_Extrait choisi_
····················
Footlight Parade / Prologues (1933) de Lloyd Bacon


Initiateur du cinéma parlant avec Le Chanteur de Jazz (1927) d'Alan Crosland, la Warner innove également participant au développement de la comédie musicale. Réalisé par Lloyd Bacon, 42ème rue (sorti en février 1933) inaugure une série de films musicaux chorégraphiés par Busby Berkeley et établissant les composantes d'un genre naissant, le "backstage musical", où l'intrigue se resserre autour de la construction d'un spectacle musical. Suivront, dans la foulée, Gold Diggers of 1933 (Mervyn LeRoy, mai 1933) et Footlight Parade (Lloyd Bacon, octobre 1933). 
 

Une équipe qui marche. Les musicals de la Warner, produits comme "à la chaîne", réunissent la même équipe de tournage: Lloyd Bacon à la mise en scène, Busby Berkeley pour la chorégraphie, Sol Polito pour la photographie, le duo de compositeurs talentueux, Harry Warren (musique) et Al Dublin (paroles), pour les chansons. De nombreux acteurs sont récurrents et campent des personnages archétypaux du genre: Warner Baxter et James Cagney sont des metteurs en scène autoritaires et investis dans leur travail, Dick Powell tient le rôle du jeune premier, Ruby Keeler joue la star montante de la troupe de danseuses, Ginger Rogers incarne souvent une de ses amies, Guy Kibbee interprète le mécène ou le producteur du show (souvent libidineux), Allen Jenkins et Frank McHugh se relayent tour à tour pour le rôle du stage manager, le sidekick comique du metteur en scène. Dans Prologues, Joan Blondell interprète une secrétaire forte en caractère, personnage récurrent du cinéma américain des années 30.
····················
_Données_
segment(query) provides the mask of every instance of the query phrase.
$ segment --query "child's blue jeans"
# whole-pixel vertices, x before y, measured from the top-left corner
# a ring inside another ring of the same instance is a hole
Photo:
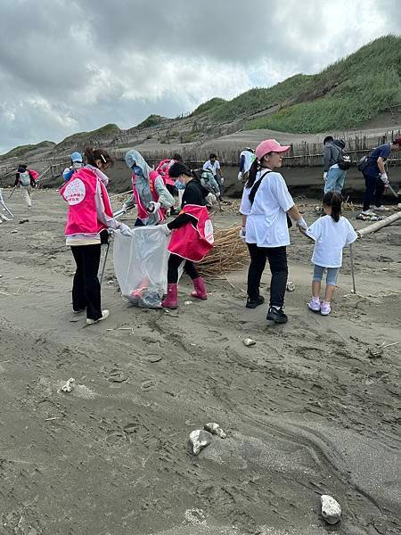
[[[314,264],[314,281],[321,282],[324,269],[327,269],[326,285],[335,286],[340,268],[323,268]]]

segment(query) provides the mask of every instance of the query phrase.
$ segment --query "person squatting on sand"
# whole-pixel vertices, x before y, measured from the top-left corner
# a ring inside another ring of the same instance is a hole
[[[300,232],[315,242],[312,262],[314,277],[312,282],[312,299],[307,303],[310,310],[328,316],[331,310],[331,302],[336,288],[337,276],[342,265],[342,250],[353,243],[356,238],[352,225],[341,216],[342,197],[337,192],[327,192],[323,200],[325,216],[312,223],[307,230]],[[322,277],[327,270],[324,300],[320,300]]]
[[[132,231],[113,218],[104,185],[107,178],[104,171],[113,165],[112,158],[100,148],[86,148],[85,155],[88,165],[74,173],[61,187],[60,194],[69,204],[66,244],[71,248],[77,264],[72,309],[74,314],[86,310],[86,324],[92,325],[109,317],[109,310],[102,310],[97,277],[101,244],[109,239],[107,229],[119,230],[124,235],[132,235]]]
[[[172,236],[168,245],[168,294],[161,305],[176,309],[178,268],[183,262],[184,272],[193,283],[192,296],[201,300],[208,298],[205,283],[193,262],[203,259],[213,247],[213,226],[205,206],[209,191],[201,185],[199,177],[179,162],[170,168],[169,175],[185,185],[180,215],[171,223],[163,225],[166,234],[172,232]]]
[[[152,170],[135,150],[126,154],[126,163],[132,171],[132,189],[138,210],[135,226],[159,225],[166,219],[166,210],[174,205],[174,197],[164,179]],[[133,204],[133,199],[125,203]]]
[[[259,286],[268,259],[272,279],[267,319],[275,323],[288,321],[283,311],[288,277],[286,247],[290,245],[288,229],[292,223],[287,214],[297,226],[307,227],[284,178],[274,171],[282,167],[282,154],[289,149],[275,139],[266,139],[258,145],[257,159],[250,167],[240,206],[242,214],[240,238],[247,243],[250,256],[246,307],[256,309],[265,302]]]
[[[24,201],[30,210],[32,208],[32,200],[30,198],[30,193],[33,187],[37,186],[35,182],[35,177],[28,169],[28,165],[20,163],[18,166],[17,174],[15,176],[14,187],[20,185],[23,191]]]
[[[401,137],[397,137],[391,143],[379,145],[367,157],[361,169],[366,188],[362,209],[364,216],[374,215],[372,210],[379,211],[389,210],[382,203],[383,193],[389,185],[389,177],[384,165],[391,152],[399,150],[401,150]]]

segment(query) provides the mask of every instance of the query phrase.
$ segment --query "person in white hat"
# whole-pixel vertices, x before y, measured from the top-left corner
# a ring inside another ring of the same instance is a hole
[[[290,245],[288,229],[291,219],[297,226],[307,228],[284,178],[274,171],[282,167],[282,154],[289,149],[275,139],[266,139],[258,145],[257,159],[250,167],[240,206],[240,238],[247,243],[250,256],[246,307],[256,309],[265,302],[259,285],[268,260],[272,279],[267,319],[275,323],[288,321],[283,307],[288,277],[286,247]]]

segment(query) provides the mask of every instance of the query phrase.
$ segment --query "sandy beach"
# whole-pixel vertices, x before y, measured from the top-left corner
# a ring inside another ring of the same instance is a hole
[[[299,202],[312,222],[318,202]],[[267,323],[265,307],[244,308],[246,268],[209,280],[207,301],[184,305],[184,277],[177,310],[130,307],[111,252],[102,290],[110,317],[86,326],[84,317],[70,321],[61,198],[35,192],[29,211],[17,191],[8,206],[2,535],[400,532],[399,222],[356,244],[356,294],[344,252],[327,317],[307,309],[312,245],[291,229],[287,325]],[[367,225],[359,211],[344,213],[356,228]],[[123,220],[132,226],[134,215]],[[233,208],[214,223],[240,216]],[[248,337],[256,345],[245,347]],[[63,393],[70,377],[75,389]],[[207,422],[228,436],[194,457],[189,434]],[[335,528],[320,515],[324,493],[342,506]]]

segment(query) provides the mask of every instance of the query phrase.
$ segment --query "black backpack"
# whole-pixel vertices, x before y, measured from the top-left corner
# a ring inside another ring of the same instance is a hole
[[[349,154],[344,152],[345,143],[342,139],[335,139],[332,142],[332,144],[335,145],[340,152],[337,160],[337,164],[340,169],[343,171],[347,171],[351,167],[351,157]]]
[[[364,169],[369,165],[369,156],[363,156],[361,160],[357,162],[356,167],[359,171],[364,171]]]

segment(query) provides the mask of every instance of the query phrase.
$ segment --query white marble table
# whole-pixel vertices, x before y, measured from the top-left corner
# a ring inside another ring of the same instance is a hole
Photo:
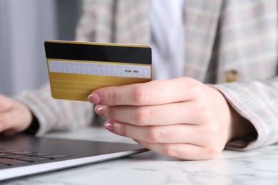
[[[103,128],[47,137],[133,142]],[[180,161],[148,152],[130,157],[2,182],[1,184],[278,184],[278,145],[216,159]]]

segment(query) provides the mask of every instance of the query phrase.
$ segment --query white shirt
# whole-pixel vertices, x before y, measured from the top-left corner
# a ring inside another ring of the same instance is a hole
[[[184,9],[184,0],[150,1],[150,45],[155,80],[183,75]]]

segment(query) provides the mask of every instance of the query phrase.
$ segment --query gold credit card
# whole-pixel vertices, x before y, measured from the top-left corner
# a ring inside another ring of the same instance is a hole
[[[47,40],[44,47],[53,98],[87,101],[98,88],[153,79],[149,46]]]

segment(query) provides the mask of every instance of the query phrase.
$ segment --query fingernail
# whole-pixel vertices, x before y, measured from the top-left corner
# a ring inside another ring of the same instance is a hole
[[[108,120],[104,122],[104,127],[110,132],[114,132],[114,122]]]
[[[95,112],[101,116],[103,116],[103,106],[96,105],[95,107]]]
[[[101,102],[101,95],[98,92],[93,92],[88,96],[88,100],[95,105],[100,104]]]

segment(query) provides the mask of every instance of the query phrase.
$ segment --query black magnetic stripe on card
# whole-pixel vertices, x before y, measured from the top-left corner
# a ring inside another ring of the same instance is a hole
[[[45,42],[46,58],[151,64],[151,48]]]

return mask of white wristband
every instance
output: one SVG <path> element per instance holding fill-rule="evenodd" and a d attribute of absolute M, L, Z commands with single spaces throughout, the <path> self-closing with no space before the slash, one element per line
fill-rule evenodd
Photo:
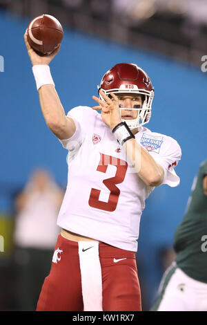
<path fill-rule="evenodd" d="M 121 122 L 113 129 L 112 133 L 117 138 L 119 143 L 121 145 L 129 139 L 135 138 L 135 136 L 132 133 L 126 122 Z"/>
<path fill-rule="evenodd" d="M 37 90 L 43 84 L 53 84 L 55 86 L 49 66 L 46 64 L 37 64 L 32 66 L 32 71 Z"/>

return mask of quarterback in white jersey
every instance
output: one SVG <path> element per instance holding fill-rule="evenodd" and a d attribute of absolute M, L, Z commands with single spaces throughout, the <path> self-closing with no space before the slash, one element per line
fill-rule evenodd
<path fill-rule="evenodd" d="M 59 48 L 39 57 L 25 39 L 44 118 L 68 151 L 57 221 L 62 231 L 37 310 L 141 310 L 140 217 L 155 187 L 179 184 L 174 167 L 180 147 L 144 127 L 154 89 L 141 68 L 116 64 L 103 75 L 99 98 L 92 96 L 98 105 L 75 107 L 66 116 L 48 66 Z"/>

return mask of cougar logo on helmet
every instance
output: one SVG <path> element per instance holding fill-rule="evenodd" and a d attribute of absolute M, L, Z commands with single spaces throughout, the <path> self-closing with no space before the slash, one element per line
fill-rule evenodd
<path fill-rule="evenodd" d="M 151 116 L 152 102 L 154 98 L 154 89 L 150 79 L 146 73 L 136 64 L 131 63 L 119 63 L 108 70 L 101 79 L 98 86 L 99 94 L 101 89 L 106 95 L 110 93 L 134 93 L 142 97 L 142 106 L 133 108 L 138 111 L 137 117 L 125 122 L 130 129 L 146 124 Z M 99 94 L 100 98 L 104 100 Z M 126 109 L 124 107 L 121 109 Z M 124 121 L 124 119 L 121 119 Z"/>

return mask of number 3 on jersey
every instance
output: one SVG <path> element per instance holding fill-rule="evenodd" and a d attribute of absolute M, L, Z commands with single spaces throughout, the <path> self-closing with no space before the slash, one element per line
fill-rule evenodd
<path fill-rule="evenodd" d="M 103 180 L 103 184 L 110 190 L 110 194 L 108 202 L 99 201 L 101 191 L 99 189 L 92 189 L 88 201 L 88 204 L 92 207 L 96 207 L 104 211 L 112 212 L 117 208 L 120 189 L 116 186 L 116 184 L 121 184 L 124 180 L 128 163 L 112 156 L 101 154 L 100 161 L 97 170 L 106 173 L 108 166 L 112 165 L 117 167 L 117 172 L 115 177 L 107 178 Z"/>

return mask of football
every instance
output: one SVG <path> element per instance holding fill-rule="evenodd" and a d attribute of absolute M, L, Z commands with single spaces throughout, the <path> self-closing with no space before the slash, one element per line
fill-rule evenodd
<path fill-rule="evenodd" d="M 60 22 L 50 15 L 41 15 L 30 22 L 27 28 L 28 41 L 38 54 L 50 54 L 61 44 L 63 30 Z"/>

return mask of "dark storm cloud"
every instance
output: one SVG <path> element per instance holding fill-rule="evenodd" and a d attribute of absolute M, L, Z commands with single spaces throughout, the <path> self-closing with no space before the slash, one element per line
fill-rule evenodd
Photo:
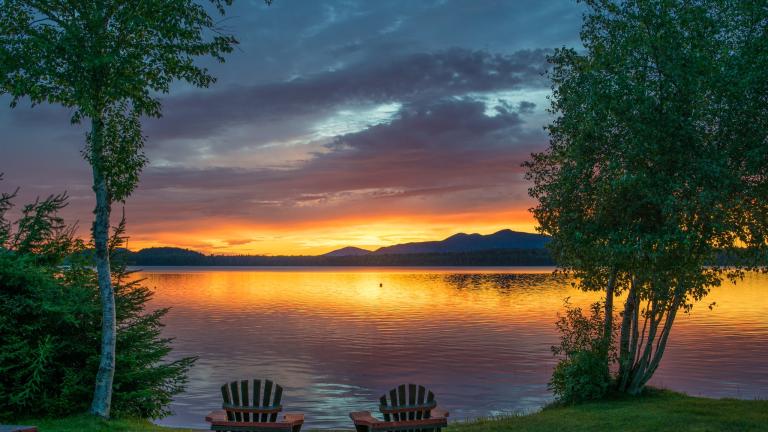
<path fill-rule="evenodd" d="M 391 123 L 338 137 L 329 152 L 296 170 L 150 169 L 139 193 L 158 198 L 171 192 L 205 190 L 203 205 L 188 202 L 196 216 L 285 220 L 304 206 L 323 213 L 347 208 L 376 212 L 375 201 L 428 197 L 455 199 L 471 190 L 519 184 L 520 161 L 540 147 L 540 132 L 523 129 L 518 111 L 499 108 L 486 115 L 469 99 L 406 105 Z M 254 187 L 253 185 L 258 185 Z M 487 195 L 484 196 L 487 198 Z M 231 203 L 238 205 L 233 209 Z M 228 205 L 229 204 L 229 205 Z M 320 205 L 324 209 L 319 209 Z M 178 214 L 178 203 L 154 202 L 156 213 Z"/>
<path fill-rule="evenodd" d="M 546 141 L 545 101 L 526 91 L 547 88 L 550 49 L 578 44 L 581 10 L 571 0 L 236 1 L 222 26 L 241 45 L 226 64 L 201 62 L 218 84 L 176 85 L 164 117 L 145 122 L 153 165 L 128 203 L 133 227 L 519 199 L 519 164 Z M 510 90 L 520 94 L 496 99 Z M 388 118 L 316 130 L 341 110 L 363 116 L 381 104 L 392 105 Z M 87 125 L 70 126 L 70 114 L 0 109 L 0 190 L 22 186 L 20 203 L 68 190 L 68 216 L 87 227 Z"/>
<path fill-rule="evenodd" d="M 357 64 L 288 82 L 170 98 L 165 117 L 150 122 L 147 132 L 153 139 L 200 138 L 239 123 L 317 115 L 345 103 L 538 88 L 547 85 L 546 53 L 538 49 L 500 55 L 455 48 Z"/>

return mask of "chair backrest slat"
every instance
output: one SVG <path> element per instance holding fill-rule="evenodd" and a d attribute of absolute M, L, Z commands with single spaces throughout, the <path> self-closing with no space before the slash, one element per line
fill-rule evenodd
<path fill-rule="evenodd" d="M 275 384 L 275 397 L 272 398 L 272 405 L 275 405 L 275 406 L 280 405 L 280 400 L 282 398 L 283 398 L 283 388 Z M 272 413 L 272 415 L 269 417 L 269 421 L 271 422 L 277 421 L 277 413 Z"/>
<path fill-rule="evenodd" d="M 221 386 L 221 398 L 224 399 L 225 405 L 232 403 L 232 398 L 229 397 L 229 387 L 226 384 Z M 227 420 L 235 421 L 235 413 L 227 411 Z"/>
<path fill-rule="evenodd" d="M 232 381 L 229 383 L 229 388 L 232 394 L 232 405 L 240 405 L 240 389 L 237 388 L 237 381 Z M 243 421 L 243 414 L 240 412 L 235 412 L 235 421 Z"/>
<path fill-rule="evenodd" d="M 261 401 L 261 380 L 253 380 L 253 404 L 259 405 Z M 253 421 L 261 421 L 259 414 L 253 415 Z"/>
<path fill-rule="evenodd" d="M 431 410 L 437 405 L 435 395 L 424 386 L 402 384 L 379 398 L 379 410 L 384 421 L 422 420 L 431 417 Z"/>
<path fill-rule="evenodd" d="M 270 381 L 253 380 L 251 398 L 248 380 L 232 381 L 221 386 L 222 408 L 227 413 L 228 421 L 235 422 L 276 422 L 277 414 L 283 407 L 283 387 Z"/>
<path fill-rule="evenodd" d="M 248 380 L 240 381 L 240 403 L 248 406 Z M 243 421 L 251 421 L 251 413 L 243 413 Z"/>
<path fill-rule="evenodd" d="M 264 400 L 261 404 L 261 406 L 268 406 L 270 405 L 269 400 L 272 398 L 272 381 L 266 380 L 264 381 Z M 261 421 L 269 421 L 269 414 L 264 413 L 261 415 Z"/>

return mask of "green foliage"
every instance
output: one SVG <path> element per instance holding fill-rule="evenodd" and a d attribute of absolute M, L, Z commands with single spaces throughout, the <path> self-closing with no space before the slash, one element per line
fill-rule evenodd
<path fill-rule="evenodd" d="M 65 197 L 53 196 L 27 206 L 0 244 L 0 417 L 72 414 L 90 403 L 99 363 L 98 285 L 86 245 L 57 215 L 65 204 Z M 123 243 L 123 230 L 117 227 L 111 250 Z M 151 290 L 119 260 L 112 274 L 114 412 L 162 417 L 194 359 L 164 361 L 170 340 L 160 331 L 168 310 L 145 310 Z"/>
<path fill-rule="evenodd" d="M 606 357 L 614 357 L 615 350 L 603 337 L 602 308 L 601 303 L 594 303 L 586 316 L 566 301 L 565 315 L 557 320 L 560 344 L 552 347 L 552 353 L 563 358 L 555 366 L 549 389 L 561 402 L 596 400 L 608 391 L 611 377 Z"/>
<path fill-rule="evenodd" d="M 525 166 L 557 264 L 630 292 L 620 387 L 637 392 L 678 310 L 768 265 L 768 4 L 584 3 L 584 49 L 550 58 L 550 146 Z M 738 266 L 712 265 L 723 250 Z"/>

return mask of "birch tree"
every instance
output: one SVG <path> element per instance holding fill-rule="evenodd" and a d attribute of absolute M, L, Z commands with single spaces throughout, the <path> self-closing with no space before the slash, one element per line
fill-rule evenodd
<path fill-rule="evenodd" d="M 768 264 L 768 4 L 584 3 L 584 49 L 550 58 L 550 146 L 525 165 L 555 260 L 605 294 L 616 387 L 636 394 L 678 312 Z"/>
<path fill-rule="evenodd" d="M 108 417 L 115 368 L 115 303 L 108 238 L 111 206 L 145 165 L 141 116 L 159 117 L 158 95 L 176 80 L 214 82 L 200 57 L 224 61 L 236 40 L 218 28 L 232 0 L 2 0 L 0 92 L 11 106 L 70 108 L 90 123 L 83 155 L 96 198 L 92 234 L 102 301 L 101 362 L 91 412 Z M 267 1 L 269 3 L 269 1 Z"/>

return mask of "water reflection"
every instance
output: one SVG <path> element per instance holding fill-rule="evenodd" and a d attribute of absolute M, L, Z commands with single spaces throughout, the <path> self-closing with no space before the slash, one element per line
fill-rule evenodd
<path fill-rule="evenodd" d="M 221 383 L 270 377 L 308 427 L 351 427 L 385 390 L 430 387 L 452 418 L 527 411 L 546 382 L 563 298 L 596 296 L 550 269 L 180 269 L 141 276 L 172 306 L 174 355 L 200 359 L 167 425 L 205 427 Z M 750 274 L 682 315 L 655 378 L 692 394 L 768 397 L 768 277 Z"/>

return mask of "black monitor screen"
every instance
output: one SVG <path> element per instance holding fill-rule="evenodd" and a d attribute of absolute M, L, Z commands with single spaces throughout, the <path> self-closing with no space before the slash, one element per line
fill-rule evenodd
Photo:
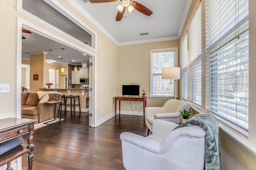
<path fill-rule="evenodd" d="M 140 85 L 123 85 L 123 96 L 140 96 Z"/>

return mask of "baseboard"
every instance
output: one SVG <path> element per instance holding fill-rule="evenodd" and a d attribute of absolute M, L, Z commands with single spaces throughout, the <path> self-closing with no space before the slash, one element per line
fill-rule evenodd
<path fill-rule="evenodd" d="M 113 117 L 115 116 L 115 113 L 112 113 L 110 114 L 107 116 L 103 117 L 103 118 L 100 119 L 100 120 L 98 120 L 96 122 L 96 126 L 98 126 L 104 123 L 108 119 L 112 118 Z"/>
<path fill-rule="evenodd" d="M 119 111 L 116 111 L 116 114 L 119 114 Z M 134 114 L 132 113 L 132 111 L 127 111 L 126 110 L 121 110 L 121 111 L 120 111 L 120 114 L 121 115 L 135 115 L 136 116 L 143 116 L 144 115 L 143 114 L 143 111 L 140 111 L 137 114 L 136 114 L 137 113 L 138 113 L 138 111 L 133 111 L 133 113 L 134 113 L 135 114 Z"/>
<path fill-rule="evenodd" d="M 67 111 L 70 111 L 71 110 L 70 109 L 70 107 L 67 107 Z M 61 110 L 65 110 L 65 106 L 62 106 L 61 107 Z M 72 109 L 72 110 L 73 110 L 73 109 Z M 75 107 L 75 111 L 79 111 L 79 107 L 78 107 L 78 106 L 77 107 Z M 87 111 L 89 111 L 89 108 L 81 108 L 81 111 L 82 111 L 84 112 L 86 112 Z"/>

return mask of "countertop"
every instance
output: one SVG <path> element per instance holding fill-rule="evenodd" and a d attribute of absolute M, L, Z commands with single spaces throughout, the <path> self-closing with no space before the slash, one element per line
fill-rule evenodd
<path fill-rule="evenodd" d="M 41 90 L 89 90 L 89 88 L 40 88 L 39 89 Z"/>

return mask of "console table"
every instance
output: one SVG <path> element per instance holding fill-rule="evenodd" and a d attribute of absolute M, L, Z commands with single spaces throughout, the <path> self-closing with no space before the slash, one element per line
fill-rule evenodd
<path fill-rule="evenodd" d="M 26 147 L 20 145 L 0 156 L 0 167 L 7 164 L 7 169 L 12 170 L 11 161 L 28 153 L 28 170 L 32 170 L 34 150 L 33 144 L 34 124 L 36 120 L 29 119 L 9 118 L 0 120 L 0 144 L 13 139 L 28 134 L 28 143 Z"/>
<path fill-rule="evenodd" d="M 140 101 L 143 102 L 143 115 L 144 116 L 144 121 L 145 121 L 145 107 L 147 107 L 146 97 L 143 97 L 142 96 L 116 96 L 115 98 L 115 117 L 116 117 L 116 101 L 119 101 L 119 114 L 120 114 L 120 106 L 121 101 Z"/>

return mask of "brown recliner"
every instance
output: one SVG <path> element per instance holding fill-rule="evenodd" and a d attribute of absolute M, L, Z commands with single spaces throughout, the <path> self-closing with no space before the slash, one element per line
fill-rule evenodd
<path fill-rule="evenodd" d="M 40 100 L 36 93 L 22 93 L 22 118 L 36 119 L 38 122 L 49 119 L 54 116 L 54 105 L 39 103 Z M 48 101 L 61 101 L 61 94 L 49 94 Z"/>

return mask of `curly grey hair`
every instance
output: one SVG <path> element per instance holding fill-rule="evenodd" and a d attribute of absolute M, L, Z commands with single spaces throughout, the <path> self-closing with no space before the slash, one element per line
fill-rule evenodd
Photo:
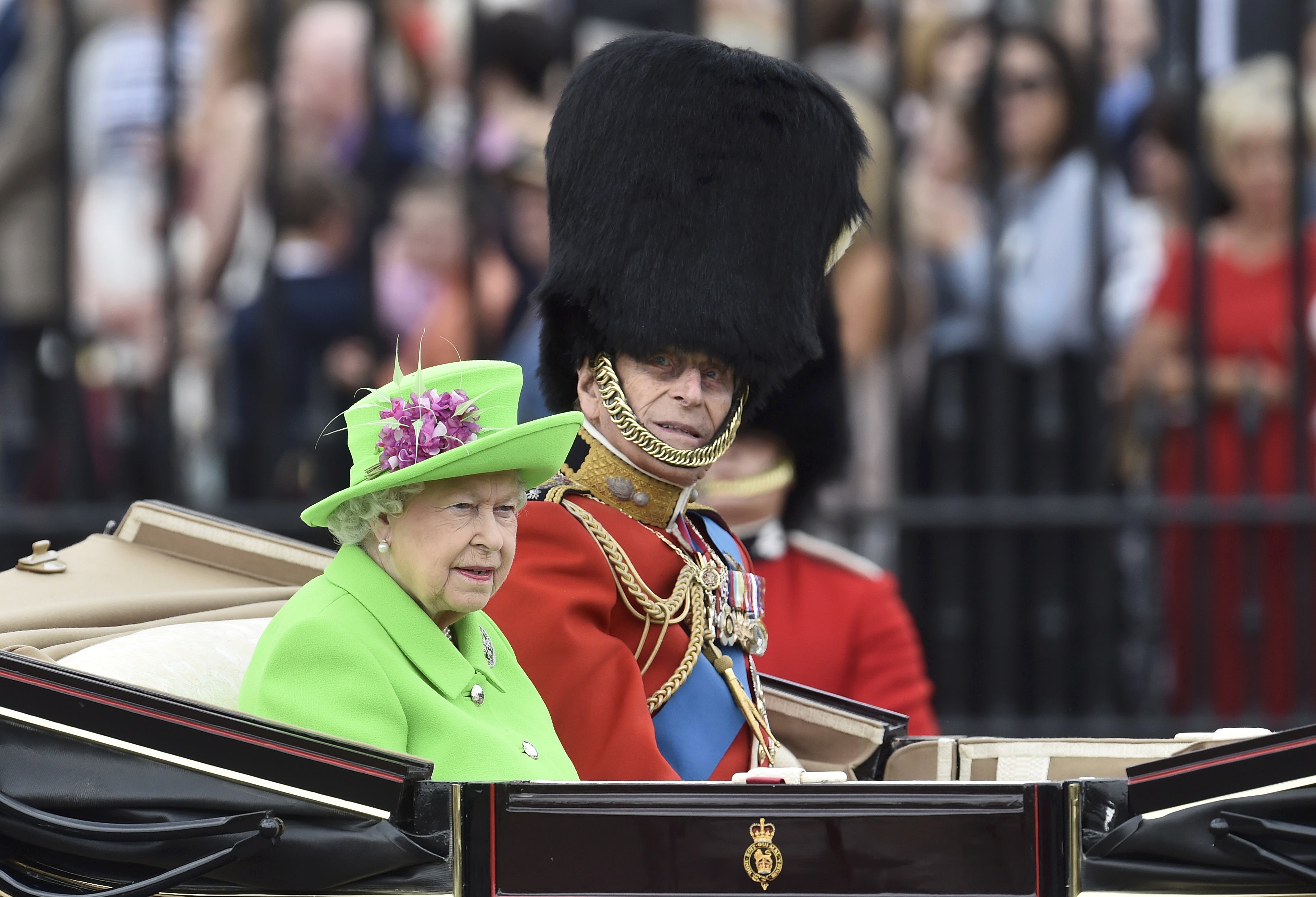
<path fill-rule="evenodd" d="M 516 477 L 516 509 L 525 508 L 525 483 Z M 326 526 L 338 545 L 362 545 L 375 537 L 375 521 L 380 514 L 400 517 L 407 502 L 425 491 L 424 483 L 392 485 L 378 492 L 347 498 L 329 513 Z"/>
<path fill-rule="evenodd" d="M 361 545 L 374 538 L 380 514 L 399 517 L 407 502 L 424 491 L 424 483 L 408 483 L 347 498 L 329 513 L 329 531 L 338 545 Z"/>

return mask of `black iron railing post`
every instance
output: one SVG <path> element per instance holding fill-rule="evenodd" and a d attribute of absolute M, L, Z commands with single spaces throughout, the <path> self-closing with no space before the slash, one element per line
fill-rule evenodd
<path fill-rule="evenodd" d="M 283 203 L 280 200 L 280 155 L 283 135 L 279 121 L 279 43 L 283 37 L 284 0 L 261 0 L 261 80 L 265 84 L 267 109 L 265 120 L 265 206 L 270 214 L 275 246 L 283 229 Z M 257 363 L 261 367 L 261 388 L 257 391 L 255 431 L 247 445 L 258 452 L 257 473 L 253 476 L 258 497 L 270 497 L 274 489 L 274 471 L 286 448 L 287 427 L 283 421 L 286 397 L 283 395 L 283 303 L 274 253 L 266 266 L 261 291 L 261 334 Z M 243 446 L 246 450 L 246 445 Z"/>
····················
_Objectif de l'exercice_
Prolongez, s'il vous plaît, l'extrait sur Footlight Parade à partir de sa dernière phrase. Ces données ne servent pas pour cet exercice.

_La réponse_
Le backstage musical, un genre codifié. L'intrigue du backstage se centre donc autour de l'organisation du spectacle, le "show", qui se dévoile peu à peu sous les yeux du spectateur, jusqu'à représentation du grand numéro final. Les péripéties sont souvent les mêmes: marivaudage des danseuses de la troupe qui hésitent entre plusieurs prétendants, problèmes économiques ou matériels pour monter le numéro, empêchement ultime de la star qui conduit un comédien méconnu à monter sur scène afin de devenir la nouvelle vedette... 

Le backstage musical, un genre engagé. Les backstages contiennent un sous-texte politique certain: dans l'Amérique de la Dépression, l'union du peuple s'établit par un effort commun et une volonté de persévérer malgré les embuches et les tours du destin. L'optimisme trouve son sommet dans le succès tant attendu du spectacle, réussite qui devient alors la métaphore du rétablissement de la prospérité en Amérique. Non seulement la Warner reconnait et évoque l'existence de la crise économique (cf. des numéros comme We're in the Money ou Remeber my Forgotten Man) mais elle entend montrer comment la vaincre. La Warner souligne ainsi son engagement auprès de l'administration de Roosevelt et sa politique du New Deal en faisant dresser un portrait géant du président à la fin de Prologues.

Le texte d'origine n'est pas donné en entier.